As for the rest of it:

* show me a registry subtree on Windows that you think is a bad example of sane, automatable, declarative configuration, and I'll find a comparably bad Unix configuration file.

* every enterprise in the world has a standard Win32 build/replication system that covers the registry, and most of the ones I've seen are homebrew, so all my evidence is that this is a solved problem. On the other hand, a lot of my clients don't have a well-managed automated Solaris build.


Thomas, I'm debating the usefulness of registry as a centralized, binary storage of system/application configuration and I'm much less interested in yet another Windows vs Unix war.

My previous post could be shorter: if you want a binary tree-like storage, it already exists and it's called the file system. Each OS has one, and it is standard, comes with a bunch of tools, is familiar to users. Thus I just don't get why Microsoft felt the need for implementing yet another proprietary FS (registry), especially when it's inferior to NTFS or Ext3 in every way, including security, reliability and performance. Perhaps it made sense in FAT/Win16 days.

But I hear you, good tools can be misused and bad ones can be improved upon


Because there was no API common to all Windows applications that reads and writes structured key-value configuration, and without a central registry you have to solve the chicken-and-egg problem of figuring out where to put your configuration files in the first place. And, obviously, the registry predates NTFS on mainstream Win32 platforms.


Why are INI files deprecated in favor of the registry? - http://blogs.msdn.com/oldnewthing/archive/2007/11/26/6523907...


If there is one place to monitor on Windows, that's a slight advantage. But, it wouldn't take many edits to that one place to cause permanent damage to the system (i.e. programs are now screwed up, you have to reinstall Windows; good luck).

Maybe it is harder to notice a breach on Unix, but it is also correspondingly unlikely that the breach will affect all programs and make the system unusable. The closest thing to the frailty of the registry would be something like hacking /etc/ld.so.conf on a Unix system.

• MATERIAL FOR THIS EXERCISE:
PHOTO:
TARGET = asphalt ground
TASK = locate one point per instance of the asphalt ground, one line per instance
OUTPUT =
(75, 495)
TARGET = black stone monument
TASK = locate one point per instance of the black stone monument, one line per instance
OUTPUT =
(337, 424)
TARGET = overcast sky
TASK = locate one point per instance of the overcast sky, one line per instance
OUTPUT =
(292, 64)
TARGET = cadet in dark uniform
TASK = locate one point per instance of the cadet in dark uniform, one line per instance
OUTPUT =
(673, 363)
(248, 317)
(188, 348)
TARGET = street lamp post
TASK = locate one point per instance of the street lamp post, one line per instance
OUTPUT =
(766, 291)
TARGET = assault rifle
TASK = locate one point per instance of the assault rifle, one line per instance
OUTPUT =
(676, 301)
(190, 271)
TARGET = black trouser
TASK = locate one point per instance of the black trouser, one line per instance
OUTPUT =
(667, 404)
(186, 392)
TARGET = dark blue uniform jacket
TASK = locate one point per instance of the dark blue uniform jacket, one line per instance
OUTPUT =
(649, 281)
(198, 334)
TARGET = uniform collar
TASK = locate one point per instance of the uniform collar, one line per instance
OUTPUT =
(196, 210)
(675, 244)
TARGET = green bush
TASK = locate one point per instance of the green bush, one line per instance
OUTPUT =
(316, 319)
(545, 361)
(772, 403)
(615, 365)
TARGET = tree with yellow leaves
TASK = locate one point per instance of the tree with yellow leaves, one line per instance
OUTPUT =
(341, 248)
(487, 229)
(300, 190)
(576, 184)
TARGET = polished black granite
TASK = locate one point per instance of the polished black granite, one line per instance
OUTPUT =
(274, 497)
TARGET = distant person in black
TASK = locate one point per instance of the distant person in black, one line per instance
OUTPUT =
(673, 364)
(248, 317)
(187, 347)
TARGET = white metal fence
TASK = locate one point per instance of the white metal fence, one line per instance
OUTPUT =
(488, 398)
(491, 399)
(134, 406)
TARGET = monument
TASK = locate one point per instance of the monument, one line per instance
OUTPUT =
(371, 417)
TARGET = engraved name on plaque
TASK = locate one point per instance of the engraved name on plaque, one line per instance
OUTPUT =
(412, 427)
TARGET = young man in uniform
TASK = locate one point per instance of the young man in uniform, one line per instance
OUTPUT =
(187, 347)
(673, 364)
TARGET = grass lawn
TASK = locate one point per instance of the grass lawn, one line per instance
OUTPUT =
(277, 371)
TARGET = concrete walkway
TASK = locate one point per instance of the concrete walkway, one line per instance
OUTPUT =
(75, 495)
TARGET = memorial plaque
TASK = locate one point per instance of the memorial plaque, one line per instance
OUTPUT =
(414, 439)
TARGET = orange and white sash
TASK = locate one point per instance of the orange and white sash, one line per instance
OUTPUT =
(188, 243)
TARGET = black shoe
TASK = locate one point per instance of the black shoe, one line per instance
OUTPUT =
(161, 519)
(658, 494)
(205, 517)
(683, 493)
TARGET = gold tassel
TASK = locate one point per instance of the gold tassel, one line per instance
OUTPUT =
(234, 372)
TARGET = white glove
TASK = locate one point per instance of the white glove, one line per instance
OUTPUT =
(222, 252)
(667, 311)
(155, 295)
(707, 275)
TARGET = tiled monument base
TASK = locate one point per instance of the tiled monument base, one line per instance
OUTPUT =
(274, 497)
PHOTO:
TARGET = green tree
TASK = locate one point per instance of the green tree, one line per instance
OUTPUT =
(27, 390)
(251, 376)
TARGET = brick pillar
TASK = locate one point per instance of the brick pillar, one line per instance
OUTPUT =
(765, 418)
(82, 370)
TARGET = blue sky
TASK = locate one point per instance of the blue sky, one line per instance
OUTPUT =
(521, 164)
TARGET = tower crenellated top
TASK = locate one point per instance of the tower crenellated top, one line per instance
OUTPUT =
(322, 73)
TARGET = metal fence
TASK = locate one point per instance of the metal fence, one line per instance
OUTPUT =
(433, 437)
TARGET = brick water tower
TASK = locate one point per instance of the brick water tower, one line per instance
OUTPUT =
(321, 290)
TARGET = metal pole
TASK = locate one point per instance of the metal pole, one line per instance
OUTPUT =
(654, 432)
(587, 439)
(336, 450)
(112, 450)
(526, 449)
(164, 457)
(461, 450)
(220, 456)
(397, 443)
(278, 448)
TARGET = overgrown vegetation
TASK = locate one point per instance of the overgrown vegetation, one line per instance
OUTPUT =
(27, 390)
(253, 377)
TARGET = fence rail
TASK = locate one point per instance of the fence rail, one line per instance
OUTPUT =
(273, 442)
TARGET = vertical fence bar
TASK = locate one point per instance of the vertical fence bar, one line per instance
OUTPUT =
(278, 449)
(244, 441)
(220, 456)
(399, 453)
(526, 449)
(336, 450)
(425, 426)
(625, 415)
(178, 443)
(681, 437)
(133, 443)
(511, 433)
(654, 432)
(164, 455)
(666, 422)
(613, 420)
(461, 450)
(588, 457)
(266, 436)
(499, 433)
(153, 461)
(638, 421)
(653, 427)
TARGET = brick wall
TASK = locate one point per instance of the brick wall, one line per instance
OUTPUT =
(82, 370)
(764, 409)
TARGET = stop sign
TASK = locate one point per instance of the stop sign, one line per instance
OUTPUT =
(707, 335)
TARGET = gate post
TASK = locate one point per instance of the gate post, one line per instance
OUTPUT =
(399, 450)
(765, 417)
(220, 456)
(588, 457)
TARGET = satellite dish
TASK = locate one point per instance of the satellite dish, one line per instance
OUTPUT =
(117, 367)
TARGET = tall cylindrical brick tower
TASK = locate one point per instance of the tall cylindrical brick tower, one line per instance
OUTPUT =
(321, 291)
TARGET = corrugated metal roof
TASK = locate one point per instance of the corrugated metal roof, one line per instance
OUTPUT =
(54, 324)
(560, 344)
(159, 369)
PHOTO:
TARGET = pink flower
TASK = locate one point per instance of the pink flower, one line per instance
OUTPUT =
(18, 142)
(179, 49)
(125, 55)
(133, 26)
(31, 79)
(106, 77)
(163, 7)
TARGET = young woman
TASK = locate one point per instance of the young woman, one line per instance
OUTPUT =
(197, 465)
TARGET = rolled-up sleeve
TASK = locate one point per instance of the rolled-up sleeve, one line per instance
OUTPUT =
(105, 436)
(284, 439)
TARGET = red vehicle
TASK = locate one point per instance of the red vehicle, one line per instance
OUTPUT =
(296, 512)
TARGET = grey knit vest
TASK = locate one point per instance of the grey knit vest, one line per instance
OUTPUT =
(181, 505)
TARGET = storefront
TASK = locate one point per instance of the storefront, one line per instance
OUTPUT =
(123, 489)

• REQUIREMENT 1:
Write out the part of the registry discussion between "Because there was" and "mainstream Win32 platforms.", inclusive.
• REQUIREMENT 2:
Gather each line of the records that contains the word "jacket".

• EXERCISE ANSWER 1:
Because there was no API common to all Windows applications that reads and writes structured key-value configuration, and without a central registry you have to solve the chicken-and-egg problem of figuring out where to put your configuration files in the first place. And, obviously, the registry predates NTFS on mainstream Win32 platforms.

• EXERCISE ANSWER 2:
TARGET = dark blue uniform jacket
TASK = locate one point per instance of the dark blue uniform jacket, one line per instance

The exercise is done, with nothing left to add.